→ **Required task**: Reproduce the material below in full, replacing every occurrence of "keypoint" with "marker" and leaving all other text unchanged. Omit the pictures from the reproduction.

→ **Material provided**:
+ + +

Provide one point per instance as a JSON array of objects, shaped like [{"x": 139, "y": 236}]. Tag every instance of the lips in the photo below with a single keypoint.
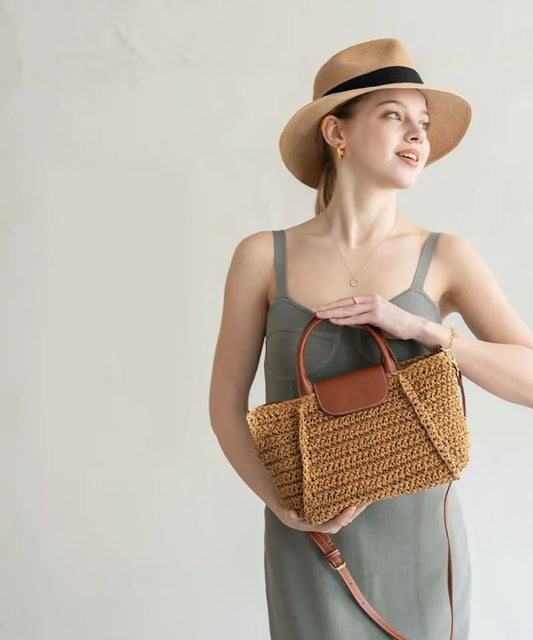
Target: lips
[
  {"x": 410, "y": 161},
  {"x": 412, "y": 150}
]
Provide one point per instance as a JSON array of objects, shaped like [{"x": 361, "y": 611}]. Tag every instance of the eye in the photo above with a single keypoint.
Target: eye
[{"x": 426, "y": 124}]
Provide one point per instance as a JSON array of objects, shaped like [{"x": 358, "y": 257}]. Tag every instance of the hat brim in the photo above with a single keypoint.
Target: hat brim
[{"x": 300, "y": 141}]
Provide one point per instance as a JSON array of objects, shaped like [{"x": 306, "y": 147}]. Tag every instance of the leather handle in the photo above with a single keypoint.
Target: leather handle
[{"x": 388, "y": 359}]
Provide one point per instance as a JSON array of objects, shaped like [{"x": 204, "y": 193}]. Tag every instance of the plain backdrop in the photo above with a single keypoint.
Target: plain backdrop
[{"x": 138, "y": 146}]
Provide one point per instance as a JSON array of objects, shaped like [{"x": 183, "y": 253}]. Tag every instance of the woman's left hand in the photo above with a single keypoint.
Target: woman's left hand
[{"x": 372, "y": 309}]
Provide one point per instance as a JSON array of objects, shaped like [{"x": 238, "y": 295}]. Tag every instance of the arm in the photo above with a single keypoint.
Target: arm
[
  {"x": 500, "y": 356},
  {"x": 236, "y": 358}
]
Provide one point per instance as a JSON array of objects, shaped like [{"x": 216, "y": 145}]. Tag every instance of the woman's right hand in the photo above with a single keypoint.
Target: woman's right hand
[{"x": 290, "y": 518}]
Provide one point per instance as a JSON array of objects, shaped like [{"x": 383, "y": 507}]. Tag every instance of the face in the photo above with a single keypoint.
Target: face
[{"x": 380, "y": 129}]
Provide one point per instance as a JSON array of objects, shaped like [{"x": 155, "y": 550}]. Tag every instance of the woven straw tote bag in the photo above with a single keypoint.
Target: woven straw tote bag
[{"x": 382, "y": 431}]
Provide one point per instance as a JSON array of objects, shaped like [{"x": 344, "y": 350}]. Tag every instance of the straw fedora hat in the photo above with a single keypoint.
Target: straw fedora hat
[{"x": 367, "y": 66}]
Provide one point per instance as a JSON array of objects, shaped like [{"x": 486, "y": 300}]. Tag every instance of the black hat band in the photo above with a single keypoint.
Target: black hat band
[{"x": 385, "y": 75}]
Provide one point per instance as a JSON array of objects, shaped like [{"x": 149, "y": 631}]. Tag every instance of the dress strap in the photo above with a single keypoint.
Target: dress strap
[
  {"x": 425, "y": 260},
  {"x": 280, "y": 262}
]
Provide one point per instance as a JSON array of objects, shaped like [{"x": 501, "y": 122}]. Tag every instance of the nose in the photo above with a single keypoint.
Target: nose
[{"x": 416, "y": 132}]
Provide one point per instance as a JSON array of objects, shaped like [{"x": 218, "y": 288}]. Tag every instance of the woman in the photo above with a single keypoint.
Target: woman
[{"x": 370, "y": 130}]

+ + +

→ **Worked solution**:
Provide one point per instance as a JSON array of objects, shaped like [{"x": 139, "y": 236}]. Tag every instance of the lips in the photo below with a single marker.
Target: lips
[
  {"x": 410, "y": 161},
  {"x": 412, "y": 150}
]
Provide one point per instance as a JSON array of objects, shaped like [{"x": 361, "y": 611}]. Tag every instance of the eye in the photo above with a single marker.
Target: eye
[{"x": 426, "y": 124}]
Provide one point per instance as a JSON array of objects, shaped like [{"x": 358, "y": 257}]. Tag every instance of the hat brim in the photo above with a single marker.
Target: hat brim
[{"x": 300, "y": 141}]
Provide one point per instance as a JSON array of objects, shaped like [{"x": 306, "y": 147}]. Tag every instance of the leather handle in the photo above with a single marker.
Target: leather handle
[{"x": 388, "y": 359}]
Provide one point per instance as a JSON array of objects, shaped like [{"x": 204, "y": 193}]. Tag every instance of the plain backdrop in the photo above with a single marker.
Target: plain backdrop
[{"x": 138, "y": 146}]
Provide one point per instance as a JSON array of objects, shaped like [{"x": 183, "y": 253}]. Tag every instance of the woman's left hand in the photo above with a single marker.
Target: woman's left hand
[{"x": 372, "y": 309}]
Provide one point per instance as a JSON array of objects, shaped like [{"x": 238, "y": 295}]. Tag every instance of the arm in the photo above with a single marker.
Target: arm
[
  {"x": 500, "y": 356},
  {"x": 236, "y": 358}
]
Provide one point per instance as a JSON array of objects, shaped like [{"x": 216, "y": 145}]. Tag every instance of the woman's right hand in the photo above with a single marker.
Target: woman's right hand
[{"x": 290, "y": 518}]
Provide one point per instance as a JSON array of objects, shaped like [{"x": 383, "y": 507}]. Tag every instance of the face in the photo above with a single marker.
Target: face
[{"x": 380, "y": 129}]
Provide one point per instance as a JSON array of objects, shaped like [{"x": 155, "y": 550}]. Tag every instance of the woven straw tote bag in the photo above with a single marker.
Target: woven straw tote bag
[{"x": 382, "y": 431}]
Provide one point per instance as a JSON array of objects, shaped like [{"x": 344, "y": 350}]. Tag every instance of the straw fedora hat in the photo above with a single marker.
Target: straw fedora hat
[{"x": 367, "y": 66}]
Provide one point per instance as a JSON array of objects, shaped like [{"x": 486, "y": 300}]. Tag every instance of the black hat band in the photo above with a single marker.
Target: black hat band
[{"x": 385, "y": 75}]
Provide one point per instance as a JSON array of objects, shaped like [{"x": 149, "y": 631}]. Tag every instance of the dress strap in the photo above with a single marker.
Target: dress strap
[
  {"x": 425, "y": 260},
  {"x": 280, "y": 262}
]
Provide one point per instance as a JSON array of objects, shaped like [{"x": 501, "y": 122}]. Tag every instance of the nose in the photo above with a single marker.
Target: nose
[{"x": 416, "y": 132}]
Provide one point per instance as a JSON array of objects, shaped like [{"x": 218, "y": 288}]. Tag every instance of the woman in the photo above with a single marker.
Target: woman
[{"x": 370, "y": 130}]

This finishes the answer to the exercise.